• Set problem: Extract every line of the following listing and reproduce each one verbatim, without any alteration.

#### Listing ####

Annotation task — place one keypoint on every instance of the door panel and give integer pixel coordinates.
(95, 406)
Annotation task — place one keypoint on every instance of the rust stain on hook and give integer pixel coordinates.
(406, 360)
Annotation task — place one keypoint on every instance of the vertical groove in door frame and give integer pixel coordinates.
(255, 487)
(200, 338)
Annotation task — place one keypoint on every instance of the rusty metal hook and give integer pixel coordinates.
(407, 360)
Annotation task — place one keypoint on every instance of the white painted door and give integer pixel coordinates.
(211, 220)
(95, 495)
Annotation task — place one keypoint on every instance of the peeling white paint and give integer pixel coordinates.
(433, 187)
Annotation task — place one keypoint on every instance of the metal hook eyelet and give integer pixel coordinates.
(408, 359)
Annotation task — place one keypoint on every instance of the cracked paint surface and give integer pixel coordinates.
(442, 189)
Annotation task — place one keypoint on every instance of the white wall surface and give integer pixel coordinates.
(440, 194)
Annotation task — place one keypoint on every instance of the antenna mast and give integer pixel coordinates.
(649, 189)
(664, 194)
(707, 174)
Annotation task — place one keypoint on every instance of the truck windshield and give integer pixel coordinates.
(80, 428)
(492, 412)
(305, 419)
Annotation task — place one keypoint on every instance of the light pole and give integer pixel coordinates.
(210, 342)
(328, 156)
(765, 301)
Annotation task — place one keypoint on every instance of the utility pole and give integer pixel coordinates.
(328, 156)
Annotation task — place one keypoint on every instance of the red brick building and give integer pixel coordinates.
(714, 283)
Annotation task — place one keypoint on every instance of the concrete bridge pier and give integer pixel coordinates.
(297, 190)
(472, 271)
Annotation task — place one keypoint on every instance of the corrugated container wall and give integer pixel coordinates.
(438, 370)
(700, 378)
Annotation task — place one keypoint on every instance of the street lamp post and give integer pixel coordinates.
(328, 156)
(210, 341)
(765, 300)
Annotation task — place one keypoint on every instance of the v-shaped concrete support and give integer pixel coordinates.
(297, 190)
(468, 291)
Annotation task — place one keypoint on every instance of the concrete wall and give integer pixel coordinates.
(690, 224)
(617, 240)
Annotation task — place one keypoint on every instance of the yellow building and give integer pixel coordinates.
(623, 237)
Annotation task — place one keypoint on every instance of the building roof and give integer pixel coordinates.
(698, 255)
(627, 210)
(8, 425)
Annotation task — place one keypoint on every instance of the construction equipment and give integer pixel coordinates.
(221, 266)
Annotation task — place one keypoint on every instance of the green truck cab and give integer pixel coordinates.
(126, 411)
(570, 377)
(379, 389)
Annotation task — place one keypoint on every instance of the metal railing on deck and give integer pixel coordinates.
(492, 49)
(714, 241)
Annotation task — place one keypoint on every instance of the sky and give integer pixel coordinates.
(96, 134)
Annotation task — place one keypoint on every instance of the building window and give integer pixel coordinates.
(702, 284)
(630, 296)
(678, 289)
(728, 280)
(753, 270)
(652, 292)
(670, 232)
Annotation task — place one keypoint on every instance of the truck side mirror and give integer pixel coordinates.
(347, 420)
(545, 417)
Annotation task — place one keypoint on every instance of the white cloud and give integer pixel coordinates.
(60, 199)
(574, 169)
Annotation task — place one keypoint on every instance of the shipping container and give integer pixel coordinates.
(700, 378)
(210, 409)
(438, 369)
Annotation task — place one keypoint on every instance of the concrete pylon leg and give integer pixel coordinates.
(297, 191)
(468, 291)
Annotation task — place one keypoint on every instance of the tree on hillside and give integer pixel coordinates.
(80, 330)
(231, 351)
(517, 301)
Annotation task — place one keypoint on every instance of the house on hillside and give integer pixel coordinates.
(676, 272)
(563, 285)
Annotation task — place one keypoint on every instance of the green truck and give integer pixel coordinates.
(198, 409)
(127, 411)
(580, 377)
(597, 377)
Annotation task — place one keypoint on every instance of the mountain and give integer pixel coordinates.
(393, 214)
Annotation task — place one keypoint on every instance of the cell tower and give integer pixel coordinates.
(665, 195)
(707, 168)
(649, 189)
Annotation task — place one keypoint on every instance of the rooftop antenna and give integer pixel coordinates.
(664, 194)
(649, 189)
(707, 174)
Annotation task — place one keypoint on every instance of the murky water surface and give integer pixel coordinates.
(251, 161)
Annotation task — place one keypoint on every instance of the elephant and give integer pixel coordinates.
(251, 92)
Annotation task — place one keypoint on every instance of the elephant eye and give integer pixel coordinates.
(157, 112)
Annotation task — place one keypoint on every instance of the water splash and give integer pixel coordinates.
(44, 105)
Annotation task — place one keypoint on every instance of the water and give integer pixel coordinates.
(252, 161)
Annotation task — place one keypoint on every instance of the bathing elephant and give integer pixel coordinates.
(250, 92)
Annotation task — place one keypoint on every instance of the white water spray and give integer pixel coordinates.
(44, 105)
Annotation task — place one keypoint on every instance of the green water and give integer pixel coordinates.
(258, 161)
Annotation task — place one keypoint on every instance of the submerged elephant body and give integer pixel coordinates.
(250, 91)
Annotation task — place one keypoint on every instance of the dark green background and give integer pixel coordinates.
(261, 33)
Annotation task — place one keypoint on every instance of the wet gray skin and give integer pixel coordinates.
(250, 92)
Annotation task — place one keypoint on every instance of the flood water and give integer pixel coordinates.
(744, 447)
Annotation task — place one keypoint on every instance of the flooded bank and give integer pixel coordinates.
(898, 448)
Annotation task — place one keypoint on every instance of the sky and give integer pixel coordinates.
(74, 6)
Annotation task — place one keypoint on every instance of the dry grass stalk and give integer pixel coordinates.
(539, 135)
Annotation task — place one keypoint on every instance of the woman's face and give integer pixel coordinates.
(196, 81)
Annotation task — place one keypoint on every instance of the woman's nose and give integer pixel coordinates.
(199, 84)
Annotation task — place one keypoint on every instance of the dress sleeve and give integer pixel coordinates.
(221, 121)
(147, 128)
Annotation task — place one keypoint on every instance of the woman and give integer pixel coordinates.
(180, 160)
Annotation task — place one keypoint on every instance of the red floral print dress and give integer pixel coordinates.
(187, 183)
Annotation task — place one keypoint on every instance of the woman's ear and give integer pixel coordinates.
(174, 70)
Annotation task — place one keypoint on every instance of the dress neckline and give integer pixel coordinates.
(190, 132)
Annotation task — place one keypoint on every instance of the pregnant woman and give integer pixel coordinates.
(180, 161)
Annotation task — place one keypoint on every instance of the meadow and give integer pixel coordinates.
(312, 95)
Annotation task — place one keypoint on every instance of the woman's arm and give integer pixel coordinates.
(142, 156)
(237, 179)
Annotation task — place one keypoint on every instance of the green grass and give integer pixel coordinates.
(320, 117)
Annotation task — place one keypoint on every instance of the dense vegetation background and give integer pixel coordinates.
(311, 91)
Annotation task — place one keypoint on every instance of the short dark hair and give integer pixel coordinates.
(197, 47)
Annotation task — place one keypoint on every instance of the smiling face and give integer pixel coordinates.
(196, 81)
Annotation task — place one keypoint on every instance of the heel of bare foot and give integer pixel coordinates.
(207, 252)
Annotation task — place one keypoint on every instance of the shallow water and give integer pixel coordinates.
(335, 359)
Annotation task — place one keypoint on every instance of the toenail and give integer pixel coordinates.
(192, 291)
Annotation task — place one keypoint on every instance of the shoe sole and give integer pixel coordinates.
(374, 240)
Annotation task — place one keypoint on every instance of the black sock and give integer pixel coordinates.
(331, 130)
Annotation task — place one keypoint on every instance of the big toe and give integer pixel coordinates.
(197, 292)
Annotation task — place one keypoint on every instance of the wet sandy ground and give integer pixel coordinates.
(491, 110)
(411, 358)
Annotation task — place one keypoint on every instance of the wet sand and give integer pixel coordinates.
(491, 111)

####

• Written solution:
Annotation task — place one keypoint on every instance of the door panel and give integer pixel coordinates.
(95, 406)
Annotation task — place one keypoint on every instance of the rust stain on hook and give integer pixel coordinates.
(406, 360)
Annotation task — place one keypoint on every instance of the vertical groove in door frame and give integer pixel coordinates.
(255, 487)
(200, 338)
Annotation task — place one keypoint on every instance of the rusty metal hook and give integer pixel coordinates.
(407, 360)
Annotation task — place one keypoint on every instance of the white painted door and give integer pixel coordinates.
(211, 220)
(95, 495)
Annotation task — place one keypoint on every instance of the peeling white paint and give integer pixel coordinates.
(433, 187)
Annotation task — place one keypoint on every instance of the metal hook eyelet and give integer pixel coordinates.
(408, 359)
Annotation task — place one keypoint on every instance of the cracked paint surface and give integer pixel coordinates.
(442, 189)
Annotation task — place one keypoint on every instance of the white wall surface and give integer pixel coordinates.
(440, 194)
Annotation task — place one keypoint on every instance of the antenna mast and give integer pixel coordinates.
(649, 189)
(664, 194)
(707, 174)
Annotation task — place one keypoint on every instance of the truck windshield and give integer pixel coordinates.
(80, 428)
(492, 412)
(305, 419)
Annotation task — place one keypoint on every instance of the light pole and give integer pixel coordinates.
(210, 342)
(328, 156)
(765, 301)
Annotation task — place one keypoint on every instance of the utility pole and give integer pixel coordinates.
(328, 156)
Annotation task — place one keypoint on every instance of the red brick building and give integer pixel coordinates.
(714, 283)
Annotation task — place one keypoint on every instance of the concrete bridge pier and give integer pixel coordinates.
(297, 190)
(472, 271)
Annotation task — place one keypoint on every instance of the corrugated container wall and give integer pixel coordinates.
(438, 370)
(700, 378)
Annotation task — place one keypoint on every instance of the street lamp post and give integer pixel coordinates.
(328, 156)
(210, 341)
(765, 300)
Annotation task — place one keypoint on every instance of the v-shaped concrete support and give integer pixel coordinates.
(297, 190)
(468, 291)
Annotation task — place one keypoint on every instance of the concrete wall and give integer pixel coordinates.
(690, 224)
(617, 240)
Annotation task — place one keypoint on every instance of the yellow building and give integer pixel coordinates.
(623, 237)
Annotation task — place one keypoint on every instance of the building roof and give integer pixel coordinates.
(698, 255)
(627, 210)
(8, 425)
Annotation task — place one keypoint on every instance of the construction equipment and give integer pixel coordinates.
(221, 266)
Annotation task — place one keypoint on every instance of the green truck cab and give integer pixel coordinates.
(126, 411)
(570, 377)
(379, 389)
Annotation task — place one keypoint on every instance of the metal railing on deck and give integer pixel coordinates.
(492, 49)
(714, 241)
Annotation task — place one keypoint on every instance of the sky and give integer pixel coordinates.
(96, 134)
Annotation task — place one keypoint on every instance of the building window and give integer pixel coordinates.
(702, 284)
(630, 296)
(678, 289)
(728, 280)
(753, 270)
(652, 292)
(670, 232)
Annotation task — place one keypoint on every instance of the truck side mirror and give integer pixel coordinates.
(347, 420)
(545, 417)
Annotation task — place one keypoint on every instance of the white cloud and give integer pixel coordinates.
(60, 199)
(574, 169)
Annotation task — place one keypoint on every instance of the shipping container and give integer pixel coordinates.
(700, 378)
(210, 409)
(438, 369)
Annotation task — place one keypoint on every instance of the concrete pylon leg and give integer pixel coordinates.
(297, 191)
(468, 291)
Annotation task — place one keypoint on every instance of the tree on hillside and give integer pixel coordinates.
(80, 330)
(231, 351)
(517, 301)
Annotation task — place one keypoint on every instance of the house on hillside and give integer pixel coordinates.
(676, 272)
(563, 285)
Annotation task — place one keypoint on every instance of the green truck and give integer pixel coordinates.
(198, 409)
(127, 411)
(580, 377)
(597, 377)
Annotation task — place one keypoint on every instance of the mountain and give integer pixel coordinates.
(393, 214)
Annotation task — place one keypoint on every instance of the cell tower and give integer pixel coordinates.
(665, 195)
(707, 168)
(649, 189)
Annotation task — place one keypoint on every instance of the rooftop antenna and give integer pixel coordinates.
(664, 194)
(649, 189)
(707, 174)
Annotation task — place one keypoint on every instance of the murky water surface and give integer pixel coordinates.
(251, 161)
Annotation task — place one keypoint on every instance of the elephant and give integer pixel coordinates.
(251, 92)
Annotation task — place one keypoint on every instance of the elephant eye and give integer pixel coordinates.
(157, 112)
Annotation task — place one keypoint on every instance of the water splash and give integer pixel coordinates.
(44, 105)
Annotation task — place one keypoint on every instance of the water and give integer pixel coordinates.
(252, 161)
Annotation task — place one keypoint on every instance of the bathing elephant and give integer pixel coordinates.
(250, 92)
Annotation task — place one keypoint on every instance of the white water spray and give integer pixel coordinates.
(44, 105)
Annotation task — place one keypoint on every instance of the green water and give integer pixel coordinates.
(258, 161)
Annotation task — place one keypoint on every instance of the submerged elephant body and give integer pixel coordinates.
(250, 91)
Annotation task — place one keypoint on every instance of the dark green background and give integer pixel coordinates.
(261, 33)
Annotation task — place one keypoint on every instance of the wet gray skin and give integer pixel coordinates.
(250, 92)
Annotation task — place one keypoint on every instance of the flood water and give integer pixel coordinates.
(744, 447)
Annotation task — place one keypoint on every instance of the flooded bank and give integer pixel coordinates.
(898, 448)
Annotation task — place one keypoint on every instance of the sky and give integer pixel coordinates.
(74, 6)
Annotation task — place one keypoint on every instance of the dry grass stalk and give integer pixel coordinates.
(539, 135)
Annotation task — place one keypoint on every instance of the woman's face and give integer pixel coordinates.
(196, 81)
Annotation task — place one keypoint on every instance of the woman's nose and give integer pixel coordinates.
(199, 84)
Annotation task — place one keypoint on every instance of the dress sleeve and give integer pixel coordinates.
(221, 121)
(147, 128)
Annotation task — place one keypoint on every instance of the woman and give integer pixel coordinates.
(180, 160)
Annotation task — place one keypoint on every instance of the red floral print dress and give integer pixel coordinates.
(187, 183)
Annotation task — place one keypoint on every instance of the woman's ear and give integer pixel coordinates.
(174, 70)
Annotation task — place one keypoint on every instance of the dress neckline and give integer pixel coordinates.
(190, 132)
Annotation task — place one keypoint on every instance of the pregnant woman and give integer pixel coordinates.
(180, 161)
Annotation task — place one keypoint on every instance of the meadow and give integer pixel coordinates.
(312, 95)
Annotation task — place one keypoint on every instance of the woman's arm and give integer pixel coordinates.
(142, 156)
(237, 179)
Annotation task — place one keypoint on every instance of the green grass and give integer pixel coordinates.
(320, 117)
Annotation task — place one keypoint on every instance of the dense vegetation background and give integer pixel coordinates.
(311, 91)
Annotation task — place one keypoint on every instance of the short dark hair and give integer pixel coordinates.
(197, 47)
Annotation task — place one keypoint on every instance of the smiling face and give integer pixel coordinates.
(196, 81)
Annotation task — place one keypoint on every instance of the heel of bare foot and give integer pixel coordinates.
(207, 252)
Annotation task — place one keypoint on every instance of the shallow water and give integer pixel coordinates.
(335, 359)
Annotation task — place one keypoint on every instance of the toenail and give integer pixel coordinates.
(192, 291)
Annotation task — place one keypoint on every instance of the shoe sole and give integer pixel coordinates.
(374, 240)
Annotation task — place one keypoint on every instance of the black sock and give integer pixel coordinates.
(331, 130)
Annotation task — place one keypoint on every instance of the big toe and give integer pixel coordinates.
(197, 292)
Annotation task — place one keypoint on every instance of the wet sandy ground and give integer pixel coordinates.
(491, 110)
(411, 358)
Annotation task — place one keypoint on every instance of the wet sand and give integer pixel coordinates.
(491, 111)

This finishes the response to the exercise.